To do: Please rewrite the entries from the start through the line with "point(102, 68)", both ends included, with the requests kept in and every point coordinate in the answers scaled by 0.45 and rounded to the nearest whole number, halves rounding up. Leave the pictures out.

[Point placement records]

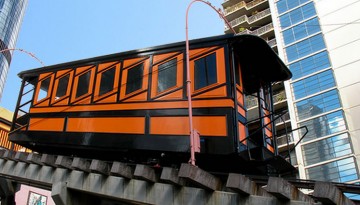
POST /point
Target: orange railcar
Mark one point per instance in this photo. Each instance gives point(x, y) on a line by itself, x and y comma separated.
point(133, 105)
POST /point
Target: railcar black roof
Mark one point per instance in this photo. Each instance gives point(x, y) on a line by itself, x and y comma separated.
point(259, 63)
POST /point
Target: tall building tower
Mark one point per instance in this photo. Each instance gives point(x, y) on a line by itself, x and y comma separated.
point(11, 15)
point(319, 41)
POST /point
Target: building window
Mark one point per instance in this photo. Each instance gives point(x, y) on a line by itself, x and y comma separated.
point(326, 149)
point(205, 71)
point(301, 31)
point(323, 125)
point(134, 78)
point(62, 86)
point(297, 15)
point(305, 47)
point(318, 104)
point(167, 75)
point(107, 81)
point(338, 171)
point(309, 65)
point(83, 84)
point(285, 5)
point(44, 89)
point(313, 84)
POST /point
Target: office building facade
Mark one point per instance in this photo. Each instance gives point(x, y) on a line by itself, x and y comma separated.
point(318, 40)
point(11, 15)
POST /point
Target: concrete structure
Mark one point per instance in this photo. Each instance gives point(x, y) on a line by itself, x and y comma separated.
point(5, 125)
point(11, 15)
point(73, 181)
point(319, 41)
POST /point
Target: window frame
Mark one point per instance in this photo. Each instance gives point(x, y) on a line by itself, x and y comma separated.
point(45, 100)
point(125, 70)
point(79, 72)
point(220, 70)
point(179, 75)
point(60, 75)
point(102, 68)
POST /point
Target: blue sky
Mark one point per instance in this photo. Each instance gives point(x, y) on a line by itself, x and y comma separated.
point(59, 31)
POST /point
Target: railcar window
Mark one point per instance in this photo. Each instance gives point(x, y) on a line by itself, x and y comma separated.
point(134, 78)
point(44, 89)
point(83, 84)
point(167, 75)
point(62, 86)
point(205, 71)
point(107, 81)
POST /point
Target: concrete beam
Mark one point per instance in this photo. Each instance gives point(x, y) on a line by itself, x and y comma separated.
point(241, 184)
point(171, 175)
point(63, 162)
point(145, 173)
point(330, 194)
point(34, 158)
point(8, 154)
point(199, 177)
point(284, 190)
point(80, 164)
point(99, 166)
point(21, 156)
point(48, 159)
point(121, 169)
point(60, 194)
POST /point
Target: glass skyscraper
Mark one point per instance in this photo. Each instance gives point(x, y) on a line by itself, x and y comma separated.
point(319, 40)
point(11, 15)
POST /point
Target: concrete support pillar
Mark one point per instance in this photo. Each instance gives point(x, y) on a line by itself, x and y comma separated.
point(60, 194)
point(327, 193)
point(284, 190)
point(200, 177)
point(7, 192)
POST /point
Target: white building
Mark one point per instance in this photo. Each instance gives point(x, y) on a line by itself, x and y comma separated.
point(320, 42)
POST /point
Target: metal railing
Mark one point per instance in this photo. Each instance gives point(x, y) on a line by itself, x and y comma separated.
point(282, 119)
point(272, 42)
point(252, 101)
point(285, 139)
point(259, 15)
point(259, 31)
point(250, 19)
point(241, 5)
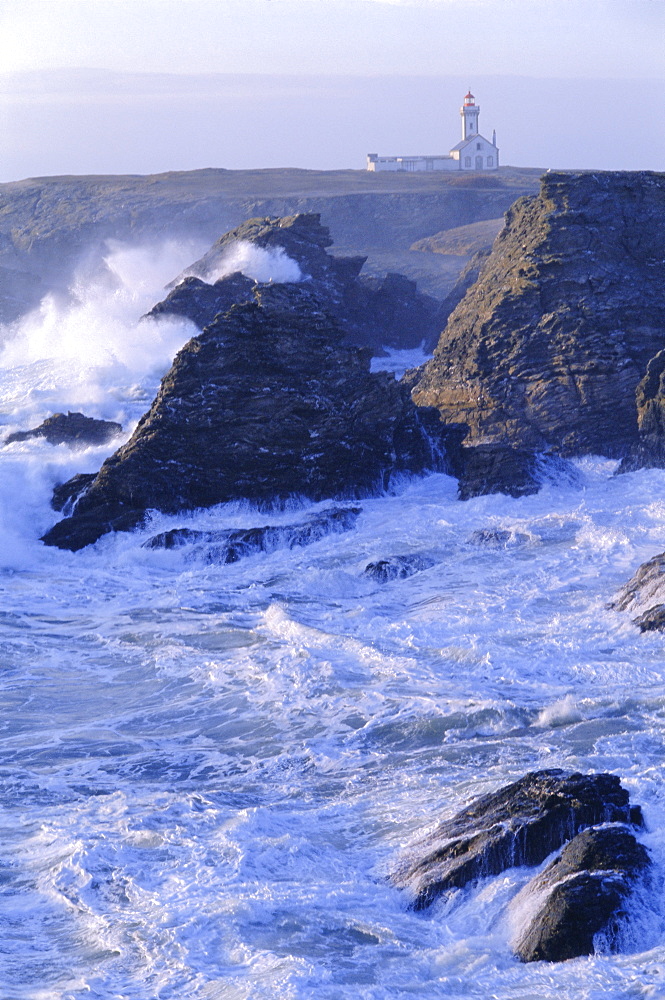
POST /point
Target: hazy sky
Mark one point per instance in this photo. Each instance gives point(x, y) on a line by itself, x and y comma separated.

Answer in full:
POST /point
Target: orange railcar
Mark one point per instance in this photo. Each instance gives point(x, y) on a line by itself, x and y comma separated.
point(60, 47)
POST /point
Target: railcar black roof
Mark one point per instance in this photo. Each instance gives point(x, y) on a line by itself, x and y comma separated.
point(117, 28)
POST /point
Target: tall building tower
Mark one point per instance in this photo. Each instance gives point(x, y) on a line by itself, x and y comma separated.
point(5, 7)
point(144, 18)
POST /point
Target: building window
Mark one point per instance in this photo. Each instance gives point(x, y) on a line by itself, x and y comma separated.
point(147, 67)
point(92, 32)
point(135, 14)
point(145, 56)
point(60, 35)
point(28, 39)
point(134, 7)
point(137, 21)
point(143, 47)
point(75, 34)
point(48, 36)
point(152, 77)
point(139, 29)
point(37, 38)
point(128, 2)
point(20, 40)
point(141, 38)
POST /point
Target: office building facade
Mark one point per instance in this photo. Each instance gives point(x, y) on a line by itself, x and y comma separated.
point(143, 18)
point(5, 7)
POST /point
Target: concrete structure
Mark one point per instance in this photo. Each instance gives point(x, y) on a line by itself, x and y comma separated.
point(2, 56)
point(5, 7)
point(33, 81)
point(144, 18)
POST /point
Target: window frame
Mark one point per instance in this photo. Each instance gives point(x, y) on a line by itself, x and y comma separated.
point(20, 45)
point(56, 32)
point(36, 32)
point(99, 32)
point(81, 34)
point(27, 34)
point(46, 31)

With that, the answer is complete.